Supplied data start

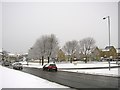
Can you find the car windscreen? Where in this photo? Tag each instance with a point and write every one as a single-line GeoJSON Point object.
{"type": "Point", "coordinates": [52, 65]}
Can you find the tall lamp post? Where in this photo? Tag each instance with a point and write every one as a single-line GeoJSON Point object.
{"type": "Point", "coordinates": [108, 17]}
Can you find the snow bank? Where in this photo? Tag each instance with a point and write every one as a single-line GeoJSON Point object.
{"type": "Point", "coordinates": [106, 72]}
{"type": "Point", "coordinates": [17, 79]}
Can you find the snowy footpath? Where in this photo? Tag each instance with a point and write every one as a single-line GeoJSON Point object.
{"type": "Point", "coordinates": [10, 78]}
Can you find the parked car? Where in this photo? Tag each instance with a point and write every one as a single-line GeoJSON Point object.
{"type": "Point", "coordinates": [17, 65]}
{"type": "Point", "coordinates": [50, 67]}
{"type": "Point", "coordinates": [5, 63]}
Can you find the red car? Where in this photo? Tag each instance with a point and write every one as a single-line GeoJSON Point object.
{"type": "Point", "coordinates": [50, 67]}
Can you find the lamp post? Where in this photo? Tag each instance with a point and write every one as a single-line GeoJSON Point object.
{"type": "Point", "coordinates": [108, 17]}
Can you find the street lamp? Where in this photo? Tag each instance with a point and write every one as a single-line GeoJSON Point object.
{"type": "Point", "coordinates": [108, 17]}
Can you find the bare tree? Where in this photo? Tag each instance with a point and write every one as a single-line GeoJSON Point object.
{"type": "Point", "coordinates": [45, 47]}
{"type": "Point", "coordinates": [52, 46]}
{"type": "Point", "coordinates": [86, 46]}
{"type": "Point", "coordinates": [70, 47]}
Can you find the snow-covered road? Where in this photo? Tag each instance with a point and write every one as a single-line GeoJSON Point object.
{"type": "Point", "coordinates": [10, 78]}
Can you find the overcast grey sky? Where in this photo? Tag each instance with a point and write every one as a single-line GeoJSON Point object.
{"type": "Point", "coordinates": [24, 22]}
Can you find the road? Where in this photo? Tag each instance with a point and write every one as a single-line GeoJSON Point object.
{"type": "Point", "coordinates": [75, 80]}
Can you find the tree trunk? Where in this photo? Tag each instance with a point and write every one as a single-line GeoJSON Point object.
{"type": "Point", "coordinates": [48, 59]}
{"type": "Point", "coordinates": [42, 60]}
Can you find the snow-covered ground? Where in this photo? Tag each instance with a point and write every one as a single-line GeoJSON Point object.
{"type": "Point", "coordinates": [112, 72]}
{"type": "Point", "coordinates": [10, 78]}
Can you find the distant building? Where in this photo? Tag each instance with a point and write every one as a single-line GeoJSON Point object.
{"type": "Point", "coordinates": [61, 55]}
{"type": "Point", "coordinates": [109, 51]}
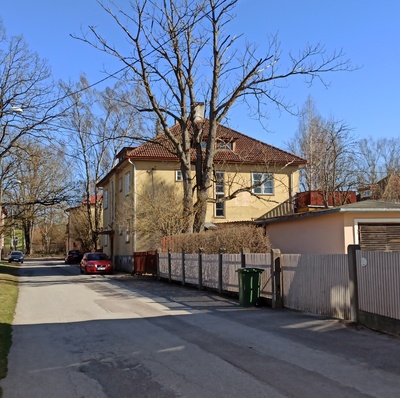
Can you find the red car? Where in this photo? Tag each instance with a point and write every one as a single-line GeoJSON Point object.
{"type": "Point", "coordinates": [96, 263]}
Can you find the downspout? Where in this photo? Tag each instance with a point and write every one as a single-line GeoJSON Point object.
{"type": "Point", "coordinates": [291, 193]}
{"type": "Point", "coordinates": [134, 204]}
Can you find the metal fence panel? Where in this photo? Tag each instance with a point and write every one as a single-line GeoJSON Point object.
{"type": "Point", "coordinates": [378, 279]}
{"type": "Point", "coordinates": [317, 284]}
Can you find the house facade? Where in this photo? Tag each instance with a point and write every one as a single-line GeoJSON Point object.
{"type": "Point", "coordinates": [260, 175]}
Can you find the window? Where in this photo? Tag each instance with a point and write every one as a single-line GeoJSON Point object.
{"type": "Point", "coordinates": [178, 175]}
{"type": "Point", "coordinates": [127, 183]}
{"type": "Point", "coordinates": [263, 183]}
{"type": "Point", "coordinates": [226, 145]}
{"type": "Point", "coordinates": [105, 199]}
{"type": "Point", "coordinates": [219, 194]}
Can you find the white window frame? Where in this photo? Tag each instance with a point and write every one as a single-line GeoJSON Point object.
{"type": "Point", "coordinates": [267, 187]}
{"type": "Point", "coordinates": [127, 183]}
{"type": "Point", "coordinates": [219, 192]}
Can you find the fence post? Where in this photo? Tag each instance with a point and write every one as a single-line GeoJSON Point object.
{"type": "Point", "coordinates": [183, 267]}
{"type": "Point", "coordinates": [169, 265]}
{"type": "Point", "coordinates": [220, 259]}
{"type": "Point", "coordinates": [243, 257]}
{"type": "Point", "coordinates": [353, 284]}
{"type": "Point", "coordinates": [200, 268]}
{"type": "Point", "coordinates": [277, 282]}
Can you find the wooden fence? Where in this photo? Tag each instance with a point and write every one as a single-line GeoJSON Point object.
{"type": "Point", "coordinates": [215, 271]}
{"type": "Point", "coordinates": [317, 284]}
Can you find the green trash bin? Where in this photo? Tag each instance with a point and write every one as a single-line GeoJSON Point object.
{"type": "Point", "coordinates": [249, 285]}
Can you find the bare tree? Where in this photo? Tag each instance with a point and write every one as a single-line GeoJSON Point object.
{"type": "Point", "coordinates": [331, 151]}
{"type": "Point", "coordinates": [181, 52]}
{"type": "Point", "coordinates": [379, 168]}
{"type": "Point", "coordinates": [28, 102]}
{"type": "Point", "coordinates": [162, 216]}
{"type": "Point", "coordinates": [99, 125]}
{"type": "Point", "coordinates": [41, 182]}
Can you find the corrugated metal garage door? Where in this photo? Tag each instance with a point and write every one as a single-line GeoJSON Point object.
{"type": "Point", "coordinates": [382, 237]}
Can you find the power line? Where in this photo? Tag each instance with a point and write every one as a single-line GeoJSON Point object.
{"type": "Point", "coordinates": [130, 65]}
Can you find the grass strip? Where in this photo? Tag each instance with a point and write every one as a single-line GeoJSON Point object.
{"type": "Point", "coordinates": [8, 302]}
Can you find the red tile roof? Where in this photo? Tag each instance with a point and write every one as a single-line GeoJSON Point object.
{"type": "Point", "coordinates": [245, 149]}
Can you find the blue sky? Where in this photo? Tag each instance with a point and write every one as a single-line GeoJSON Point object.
{"type": "Point", "coordinates": [367, 100]}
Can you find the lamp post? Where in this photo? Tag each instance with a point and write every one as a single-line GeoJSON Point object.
{"type": "Point", "coordinates": [9, 111]}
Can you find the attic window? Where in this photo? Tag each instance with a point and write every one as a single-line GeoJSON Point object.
{"type": "Point", "coordinates": [225, 145]}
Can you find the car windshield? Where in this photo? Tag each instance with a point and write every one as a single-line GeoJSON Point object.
{"type": "Point", "coordinates": [97, 256]}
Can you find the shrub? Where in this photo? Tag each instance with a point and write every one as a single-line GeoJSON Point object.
{"type": "Point", "coordinates": [231, 239]}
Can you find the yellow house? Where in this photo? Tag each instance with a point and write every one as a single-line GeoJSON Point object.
{"type": "Point", "coordinates": [256, 175]}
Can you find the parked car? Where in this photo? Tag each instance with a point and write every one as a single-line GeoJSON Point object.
{"type": "Point", "coordinates": [16, 256]}
{"type": "Point", "coordinates": [73, 257]}
{"type": "Point", "coordinates": [96, 263]}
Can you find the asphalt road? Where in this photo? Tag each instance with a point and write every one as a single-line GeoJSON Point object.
{"type": "Point", "coordinates": [118, 336]}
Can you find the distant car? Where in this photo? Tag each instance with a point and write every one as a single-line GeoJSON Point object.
{"type": "Point", "coordinates": [73, 257]}
{"type": "Point", "coordinates": [96, 263]}
{"type": "Point", "coordinates": [16, 256]}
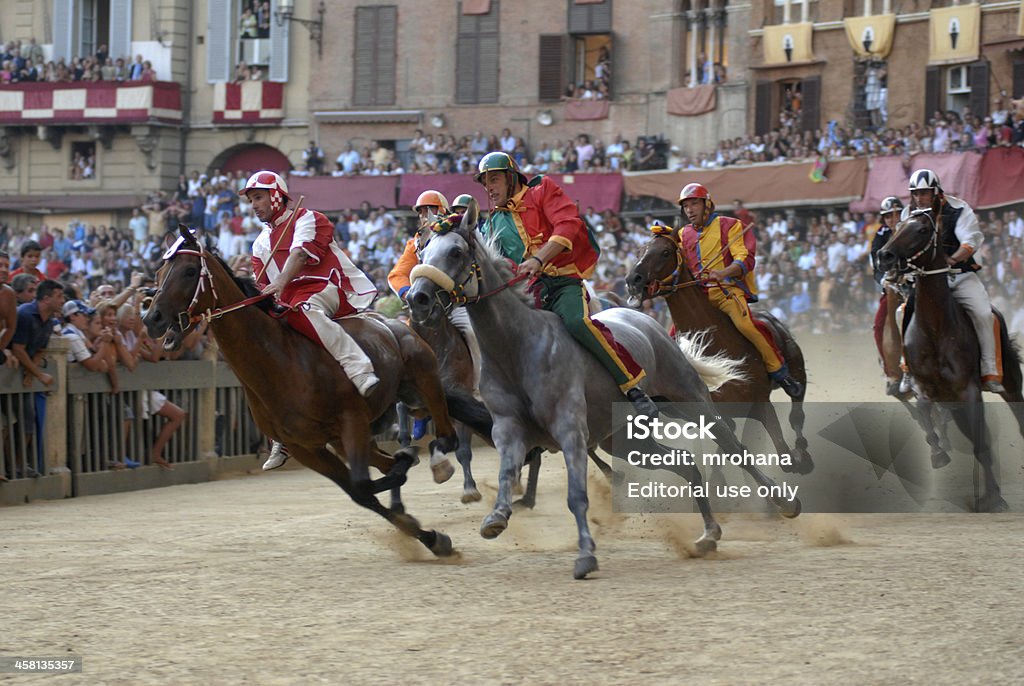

Supplied data end

Recast all of the material above as a Markdown table with the columns Row and Line, numbering each line and skipping blank ones. Leave the pictures out.

The completed task:
| Row | Line |
|---|---|
| 1 | Can you find the car windscreen? Where in this photo? Tag each instance with a point and write every one as a single-line GeoJSON Point object. |
| 2 | {"type": "Point", "coordinates": [52, 65]} |
| 3 | Can you find the tall lamp post? Where in this photo? Tag each instance with a point and write every one as a single-line GeoJSON Point object. |
| 4 | {"type": "Point", "coordinates": [108, 17]} |
| 5 | Can you find the snow bank? Where in this photo? Tag each instance with a point and write every one as a single-line GeoJSON Point object. |
| 6 | {"type": "Point", "coordinates": [106, 72]} |
| 7 | {"type": "Point", "coordinates": [17, 79]} |
| 8 | Can you find the snowy footpath? Where in this photo? Tag each instance with a point and write every one as a single-line GeoJSON Point object. |
| 9 | {"type": "Point", "coordinates": [10, 78]} |
| 10 | Can you find the parked car? Where in this photo? Tag each instance with a point and write every one as a single-line GeoJSON Point object. |
| 11 | {"type": "Point", "coordinates": [17, 65]} |
| 12 | {"type": "Point", "coordinates": [50, 67]} |
| 13 | {"type": "Point", "coordinates": [5, 63]} |
| 14 | Can you find the red car? Where in this photo? Tag each instance with a point and write every one as a single-line GeoJSON Point object. |
| 15 | {"type": "Point", "coordinates": [50, 67]} |
| 16 | Can you find the lamp post? Where in this photo? Tag each instance with a point and write every one as a single-line GeoJSON Point object. |
| 17 | {"type": "Point", "coordinates": [108, 17]} |
| 18 | Can you find the street lamp? Where in this photo? Tag each instance with a point and write every one as a single-line GeoJSON Point object. |
| 19 | {"type": "Point", "coordinates": [108, 17]} |
| 20 | Can you find the bare tree? Where in this photo? Tag each instance with a point and write every one as a single-line GeoJSON Point object. |
| 21 | {"type": "Point", "coordinates": [45, 47]} |
| 22 | {"type": "Point", "coordinates": [52, 46]} |
| 23 | {"type": "Point", "coordinates": [86, 46]} |
| 24 | {"type": "Point", "coordinates": [70, 47]} |
| 25 | Can you find the snow-covered road? Where in this photo? Tag each instance with a point and write every one as a single-line GeoJSON Point object. |
| 26 | {"type": "Point", "coordinates": [10, 78]} |
| 27 | Can you find the overcast grey sky? Where in this photo? Tag each instance with a point and write every one as a single-line GeoJSON Point object. |
| 28 | {"type": "Point", "coordinates": [24, 22]} |
| 29 | Can you find the road? Where in this photo? Tag each instance with a point and write every one as a single-line GeoJSON Point object. |
| 30 | {"type": "Point", "coordinates": [75, 80]} |
| 31 | Can you find the tree trunk? Where in this photo? Tag each instance with a point and write every one as a single-line GeoJSON Point object. |
| 32 | {"type": "Point", "coordinates": [48, 59]} |
| 33 | {"type": "Point", "coordinates": [42, 60]} |
| 34 | Can you find the snow-covered ground? Where in this photo? Tag each instance with a point and write every one as a single-line GeoJSON Point object. |
| 35 | {"type": "Point", "coordinates": [112, 72]} |
| 36 | {"type": "Point", "coordinates": [10, 78]} |
| 37 | Can you find the distant building? Where in this photo? Tag each instance with a point and write every one as a single-line GeoJSON Point object. |
| 38 | {"type": "Point", "coordinates": [61, 55]} |
| 39 | {"type": "Point", "coordinates": [109, 51]} |
| 40 | Can you find the red car? Where in this photo? Tag each instance with a point and write every one as a single-line GeoJSON Point object. |
| 41 | {"type": "Point", "coordinates": [96, 263]} |
| 42 | Can you find the downspout? Where in this photo? Tag each instance with a point and write every one as a single-line GeoJSON Point object. |
| 43 | {"type": "Point", "coordinates": [291, 193]} |
| 44 | {"type": "Point", "coordinates": [134, 204]} |
| 45 | Can you find the metal fence panel? Where in this photo? Tag each instance with a point and write every one as a single-line GeoJSON Point object. |
| 46 | {"type": "Point", "coordinates": [378, 279]} |
| 47 | {"type": "Point", "coordinates": [317, 284]} |
| 48 | Can you find the house facade? Where in this photo? Tag each instance with a point and write every one as a single-line GeoJSON Point object. |
| 49 | {"type": "Point", "coordinates": [260, 175]} |
| 50 | Can you find the window? Where in this photo? Tag each instance with a point and write every one as a single-line GeoJSON Point object. |
| 51 | {"type": "Point", "coordinates": [178, 175]} |
| 52 | {"type": "Point", "coordinates": [127, 183]} |
| 53 | {"type": "Point", "coordinates": [263, 183]} |
| 54 | {"type": "Point", "coordinates": [226, 145]} |
| 55 | {"type": "Point", "coordinates": [105, 199]} |
| 56 | {"type": "Point", "coordinates": [219, 194]} |
| 57 | Can you find the white window frame? Where in this photo? Tag each instance with a point and write every one as a single-line GeoJSON Point object. |
| 58 | {"type": "Point", "coordinates": [267, 187]} |
| 59 | {"type": "Point", "coordinates": [127, 183]} |
| 60 | {"type": "Point", "coordinates": [219, 192]} |
| 61 | Can you find the fence post? Where in this photo? Tag each instance with a point and write every one as a single-line GeoJSON Point object. |
| 62 | {"type": "Point", "coordinates": [183, 267]} |
| 63 | {"type": "Point", "coordinates": [169, 265]} |
| 64 | {"type": "Point", "coordinates": [220, 259]} |
| 65 | {"type": "Point", "coordinates": [243, 257]} |
| 66 | {"type": "Point", "coordinates": [353, 284]} |
| 67 | {"type": "Point", "coordinates": [200, 268]} |
| 68 | {"type": "Point", "coordinates": [277, 282]} |
| 69 | Can you find the wooden fence? Where in this photo? Tag each instance with a point and write every one as a single-line GeoJSON Point object. |
| 70 | {"type": "Point", "coordinates": [215, 271]} |
| 71 | {"type": "Point", "coordinates": [317, 284]} |
| 72 | Can you find the green trash bin? Where in this photo? Tag each instance with a point and write every one as a single-line GeoJSON Point object. |
| 73 | {"type": "Point", "coordinates": [249, 285]} |
| 74 | Can you find the bare tree? Where in this photo? Tag each instance with a point and write every one as a single-line GeoJSON Point object. |
| 75 | {"type": "Point", "coordinates": [331, 151]} |
| 76 | {"type": "Point", "coordinates": [181, 52]} |
| 77 | {"type": "Point", "coordinates": [379, 168]} |
| 78 | {"type": "Point", "coordinates": [28, 102]} |
| 79 | {"type": "Point", "coordinates": [162, 216]} |
| 80 | {"type": "Point", "coordinates": [99, 125]} |
| 81 | {"type": "Point", "coordinates": [41, 182]} |
| 82 | Can you find the corrugated metal garage door? Where in this photo? Tag each instance with a point and write every one as a single-line GeoJSON Point object. |
| 83 | {"type": "Point", "coordinates": [382, 237]} |
| 84 | Can you find the power line? Where in this photo? Tag each instance with a point and write every one as a single-line GeoJSON Point object. |
| 85 | {"type": "Point", "coordinates": [130, 65]} |
| 86 | Can you find the grass strip? Where in this photo? Tag each instance with a point and write every one as a single-line GeoJSON Point object. |
| 87 | {"type": "Point", "coordinates": [8, 302]} |
| 88 | Can you find the red tile roof? Where in this photo? Tag each instance with a point and write every one as a single-line GeoJSON Point object. |
| 89 | {"type": "Point", "coordinates": [245, 149]} |
| 90 | Can you find the blue sky? Where in this photo? Tag each instance with a point and write every one as a single-line GeoJSON Point object. |
| 91 | {"type": "Point", "coordinates": [367, 100]} |
| 92 | Can you find the lamp post? Where in this photo? Tag each instance with a point and write every one as a single-line GeoJSON Point object. |
| 93 | {"type": "Point", "coordinates": [9, 111]} |
| 94 | Can you find the attic window? Where in this photo? Tag each instance with a point and write every one as a single-line GeoJSON Point object. |
| 95 | {"type": "Point", "coordinates": [225, 145]} |
| 96 | Can you find the car windshield? Where in this photo? Tag each instance with a point and write every one as a single-line GeoJSON Point object. |
| 97 | {"type": "Point", "coordinates": [97, 256]} |
| 98 | Can you find the shrub? Where in this photo? Tag each instance with a point and write every one as a single-line GeoJSON Point object. |
| 99 | {"type": "Point", "coordinates": [231, 239]} |
| 100 | Can you find the yellow house? Where in this photo? Tag each instance with a point and write every one as a single-line GeoJSON Point object. |
| 101 | {"type": "Point", "coordinates": [256, 175]} |
| 102 | Can you find the parked car? Where in this photo? Tag each instance with a point and write every one as a single-line GeoJSON Point object. |
| 103 | {"type": "Point", "coordinates": [16, 256]} |
| 104 | {"type": "Point", "coordinates": [73, 257]} |
| 105 | {"type": "Point", "coordinates": [96, 263]} |
| 106 | Can you find the asphalt road? Where in this photo? Tag each instance with a point and write every one as a single-line GeoJSON Point object. |
| 107 | {"type": "Point", "coordinates": [118, 336]} |
| 108 | Can you find the distant car? Where in this photo? Tag each instance with a point and write every one as a single-line GeoJSON Point object. |
| 109 | {"type": "Point", "coordinates": [73, 257]} |
| 110 | {"type": "Point", "coordinates": [96, 263]} |
| 111 | {"type": "Point", "coordinates": [16, 256]} |